# Stored items

※ ※ ※

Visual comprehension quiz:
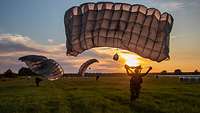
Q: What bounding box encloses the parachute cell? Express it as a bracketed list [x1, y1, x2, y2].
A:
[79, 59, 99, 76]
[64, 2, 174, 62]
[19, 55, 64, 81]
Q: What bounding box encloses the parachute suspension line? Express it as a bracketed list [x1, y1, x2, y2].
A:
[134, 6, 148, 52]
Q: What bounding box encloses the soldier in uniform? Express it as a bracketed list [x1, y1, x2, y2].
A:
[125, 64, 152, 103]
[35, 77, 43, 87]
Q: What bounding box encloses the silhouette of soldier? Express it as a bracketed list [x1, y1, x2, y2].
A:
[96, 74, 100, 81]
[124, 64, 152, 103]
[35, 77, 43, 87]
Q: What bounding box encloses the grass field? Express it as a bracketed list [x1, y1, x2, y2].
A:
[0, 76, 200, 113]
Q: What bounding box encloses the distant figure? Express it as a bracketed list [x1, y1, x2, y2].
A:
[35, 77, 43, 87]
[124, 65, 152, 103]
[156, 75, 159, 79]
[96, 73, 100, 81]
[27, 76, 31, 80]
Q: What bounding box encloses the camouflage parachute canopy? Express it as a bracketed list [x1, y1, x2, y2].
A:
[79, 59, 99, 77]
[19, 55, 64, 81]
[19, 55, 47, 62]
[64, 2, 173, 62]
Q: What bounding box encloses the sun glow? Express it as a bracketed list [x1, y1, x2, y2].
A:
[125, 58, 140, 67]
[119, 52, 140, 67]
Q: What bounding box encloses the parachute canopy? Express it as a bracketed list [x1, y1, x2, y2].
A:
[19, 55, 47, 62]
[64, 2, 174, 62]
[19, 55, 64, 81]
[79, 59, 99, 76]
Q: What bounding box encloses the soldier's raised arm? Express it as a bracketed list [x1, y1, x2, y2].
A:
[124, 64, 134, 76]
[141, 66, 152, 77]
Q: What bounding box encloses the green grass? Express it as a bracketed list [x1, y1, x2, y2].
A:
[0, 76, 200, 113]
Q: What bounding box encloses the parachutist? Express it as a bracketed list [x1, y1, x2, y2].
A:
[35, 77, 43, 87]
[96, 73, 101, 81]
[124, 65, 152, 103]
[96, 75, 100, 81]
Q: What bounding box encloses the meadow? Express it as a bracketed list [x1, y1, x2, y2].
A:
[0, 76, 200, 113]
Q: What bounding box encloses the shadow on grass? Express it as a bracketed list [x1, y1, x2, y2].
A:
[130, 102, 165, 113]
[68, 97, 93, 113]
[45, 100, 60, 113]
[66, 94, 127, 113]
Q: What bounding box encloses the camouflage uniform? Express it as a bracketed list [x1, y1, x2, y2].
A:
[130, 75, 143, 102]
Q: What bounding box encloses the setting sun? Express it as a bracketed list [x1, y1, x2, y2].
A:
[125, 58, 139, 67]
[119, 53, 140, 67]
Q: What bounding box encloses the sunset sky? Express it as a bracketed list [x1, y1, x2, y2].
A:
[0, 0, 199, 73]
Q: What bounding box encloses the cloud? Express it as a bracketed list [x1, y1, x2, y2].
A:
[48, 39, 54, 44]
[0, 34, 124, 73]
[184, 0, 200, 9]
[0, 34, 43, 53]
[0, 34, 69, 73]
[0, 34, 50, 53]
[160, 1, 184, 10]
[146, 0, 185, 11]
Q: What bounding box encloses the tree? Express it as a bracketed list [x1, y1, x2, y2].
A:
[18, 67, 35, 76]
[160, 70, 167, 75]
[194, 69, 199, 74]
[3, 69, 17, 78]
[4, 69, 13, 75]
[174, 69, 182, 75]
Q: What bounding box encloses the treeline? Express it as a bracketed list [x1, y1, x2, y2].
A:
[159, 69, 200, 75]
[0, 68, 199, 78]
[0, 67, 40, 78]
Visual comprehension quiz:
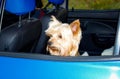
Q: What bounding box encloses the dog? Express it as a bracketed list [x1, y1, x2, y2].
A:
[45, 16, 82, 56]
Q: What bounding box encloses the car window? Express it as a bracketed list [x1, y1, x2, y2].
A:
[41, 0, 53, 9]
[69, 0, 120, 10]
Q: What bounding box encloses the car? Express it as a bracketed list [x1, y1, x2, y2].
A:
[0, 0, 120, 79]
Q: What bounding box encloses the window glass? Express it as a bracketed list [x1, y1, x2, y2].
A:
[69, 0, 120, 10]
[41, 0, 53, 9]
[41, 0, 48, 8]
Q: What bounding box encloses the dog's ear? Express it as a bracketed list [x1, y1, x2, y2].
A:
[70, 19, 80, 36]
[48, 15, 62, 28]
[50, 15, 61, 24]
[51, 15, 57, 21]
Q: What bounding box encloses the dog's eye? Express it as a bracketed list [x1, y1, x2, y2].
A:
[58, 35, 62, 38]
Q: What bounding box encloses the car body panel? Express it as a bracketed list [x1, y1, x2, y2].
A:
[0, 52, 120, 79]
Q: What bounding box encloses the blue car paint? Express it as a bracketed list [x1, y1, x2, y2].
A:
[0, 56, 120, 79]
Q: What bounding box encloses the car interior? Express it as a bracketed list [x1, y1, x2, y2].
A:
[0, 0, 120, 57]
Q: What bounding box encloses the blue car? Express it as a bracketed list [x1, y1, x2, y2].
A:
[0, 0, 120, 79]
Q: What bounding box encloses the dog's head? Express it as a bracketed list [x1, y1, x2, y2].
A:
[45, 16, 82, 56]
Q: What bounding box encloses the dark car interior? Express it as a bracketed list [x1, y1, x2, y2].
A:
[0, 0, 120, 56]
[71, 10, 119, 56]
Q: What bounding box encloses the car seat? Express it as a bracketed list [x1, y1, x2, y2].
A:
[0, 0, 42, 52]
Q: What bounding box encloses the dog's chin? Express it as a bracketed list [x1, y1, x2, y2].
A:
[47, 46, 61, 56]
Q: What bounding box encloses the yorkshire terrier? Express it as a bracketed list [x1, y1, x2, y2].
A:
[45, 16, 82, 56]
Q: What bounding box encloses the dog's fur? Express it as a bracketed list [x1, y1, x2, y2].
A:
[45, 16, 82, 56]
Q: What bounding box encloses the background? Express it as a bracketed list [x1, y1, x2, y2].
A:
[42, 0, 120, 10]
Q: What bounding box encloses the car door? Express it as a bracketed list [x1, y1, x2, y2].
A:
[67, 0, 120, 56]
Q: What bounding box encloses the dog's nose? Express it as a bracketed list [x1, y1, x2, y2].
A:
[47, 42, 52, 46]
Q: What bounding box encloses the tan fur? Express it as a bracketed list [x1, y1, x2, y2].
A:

※ ※ ※

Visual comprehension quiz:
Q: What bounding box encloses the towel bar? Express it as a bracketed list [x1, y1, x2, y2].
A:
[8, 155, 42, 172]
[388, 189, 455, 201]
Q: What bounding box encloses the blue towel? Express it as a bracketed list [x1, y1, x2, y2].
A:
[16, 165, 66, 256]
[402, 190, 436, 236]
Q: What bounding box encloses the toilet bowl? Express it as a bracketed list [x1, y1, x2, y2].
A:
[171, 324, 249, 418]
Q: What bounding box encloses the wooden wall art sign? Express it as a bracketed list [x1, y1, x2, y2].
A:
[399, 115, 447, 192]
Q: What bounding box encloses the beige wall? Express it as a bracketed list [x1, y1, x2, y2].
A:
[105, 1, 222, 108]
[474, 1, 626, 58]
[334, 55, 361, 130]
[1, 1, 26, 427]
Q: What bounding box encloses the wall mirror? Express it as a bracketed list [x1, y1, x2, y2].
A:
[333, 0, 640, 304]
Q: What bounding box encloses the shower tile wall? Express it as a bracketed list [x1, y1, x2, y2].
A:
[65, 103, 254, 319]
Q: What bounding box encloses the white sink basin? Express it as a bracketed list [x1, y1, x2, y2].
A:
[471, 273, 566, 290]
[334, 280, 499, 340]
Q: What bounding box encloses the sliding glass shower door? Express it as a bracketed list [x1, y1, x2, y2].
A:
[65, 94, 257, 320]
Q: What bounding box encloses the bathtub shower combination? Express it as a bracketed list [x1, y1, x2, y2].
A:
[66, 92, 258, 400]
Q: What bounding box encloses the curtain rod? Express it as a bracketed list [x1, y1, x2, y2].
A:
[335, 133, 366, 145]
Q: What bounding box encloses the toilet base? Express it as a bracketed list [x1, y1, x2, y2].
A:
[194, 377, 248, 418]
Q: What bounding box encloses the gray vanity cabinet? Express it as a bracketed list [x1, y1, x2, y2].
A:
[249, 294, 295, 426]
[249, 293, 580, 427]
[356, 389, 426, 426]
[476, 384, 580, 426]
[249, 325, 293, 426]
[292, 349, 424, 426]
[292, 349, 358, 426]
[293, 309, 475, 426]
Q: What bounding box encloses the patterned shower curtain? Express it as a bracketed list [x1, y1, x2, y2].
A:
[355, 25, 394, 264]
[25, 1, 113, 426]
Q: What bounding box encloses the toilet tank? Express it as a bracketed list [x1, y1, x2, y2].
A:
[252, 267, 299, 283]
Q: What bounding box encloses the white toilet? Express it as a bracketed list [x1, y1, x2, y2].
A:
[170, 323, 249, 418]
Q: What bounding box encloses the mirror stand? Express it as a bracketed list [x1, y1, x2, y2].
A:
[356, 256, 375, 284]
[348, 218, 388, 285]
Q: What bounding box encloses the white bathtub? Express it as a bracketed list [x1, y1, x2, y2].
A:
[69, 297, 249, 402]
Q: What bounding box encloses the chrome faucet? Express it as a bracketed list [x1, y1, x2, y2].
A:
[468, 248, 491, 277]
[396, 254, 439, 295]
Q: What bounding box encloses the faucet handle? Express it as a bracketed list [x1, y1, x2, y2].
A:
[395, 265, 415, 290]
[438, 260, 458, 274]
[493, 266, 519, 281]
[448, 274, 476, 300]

※ ※ ※

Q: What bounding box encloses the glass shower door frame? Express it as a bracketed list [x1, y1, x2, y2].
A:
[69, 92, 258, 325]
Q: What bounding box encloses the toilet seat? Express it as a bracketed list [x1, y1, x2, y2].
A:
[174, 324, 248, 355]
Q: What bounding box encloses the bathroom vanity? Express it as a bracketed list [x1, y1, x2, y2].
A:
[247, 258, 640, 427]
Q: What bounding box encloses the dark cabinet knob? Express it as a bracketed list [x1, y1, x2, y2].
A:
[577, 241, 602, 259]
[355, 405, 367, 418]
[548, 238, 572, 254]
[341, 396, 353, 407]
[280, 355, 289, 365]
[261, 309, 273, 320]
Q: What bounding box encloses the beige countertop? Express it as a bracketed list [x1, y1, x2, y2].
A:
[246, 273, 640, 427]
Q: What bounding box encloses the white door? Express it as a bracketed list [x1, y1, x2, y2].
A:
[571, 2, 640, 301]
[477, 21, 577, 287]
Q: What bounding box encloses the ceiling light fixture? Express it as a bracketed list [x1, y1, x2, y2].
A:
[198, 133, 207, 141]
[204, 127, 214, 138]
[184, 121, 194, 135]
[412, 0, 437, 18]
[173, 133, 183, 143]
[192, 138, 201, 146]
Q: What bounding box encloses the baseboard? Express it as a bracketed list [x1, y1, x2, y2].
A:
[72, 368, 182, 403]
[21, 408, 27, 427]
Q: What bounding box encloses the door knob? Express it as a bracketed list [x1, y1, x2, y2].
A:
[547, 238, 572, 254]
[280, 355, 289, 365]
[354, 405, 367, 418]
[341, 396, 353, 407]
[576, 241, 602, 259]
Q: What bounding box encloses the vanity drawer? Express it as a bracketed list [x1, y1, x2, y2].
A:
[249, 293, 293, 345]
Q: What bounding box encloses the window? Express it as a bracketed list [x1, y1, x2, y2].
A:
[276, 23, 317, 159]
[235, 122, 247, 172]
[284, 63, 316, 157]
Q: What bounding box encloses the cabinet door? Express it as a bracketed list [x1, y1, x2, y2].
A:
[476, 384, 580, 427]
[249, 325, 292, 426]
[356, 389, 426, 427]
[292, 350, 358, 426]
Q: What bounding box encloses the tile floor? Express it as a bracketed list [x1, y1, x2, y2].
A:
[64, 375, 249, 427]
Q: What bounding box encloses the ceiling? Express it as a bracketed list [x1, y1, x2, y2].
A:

※ ※ ※

# ASSIGNED TASK
Each line above that has the word "seat" must be copied.

# EXPECTED ANSWER
Q: What bounding box encloses the car seat? Express it as a bracketed list [x1, y1, x2, y2].
Q: What bounding box encloses the toilet seat? Express it as a bracketed list [x1, y1, x2, y2].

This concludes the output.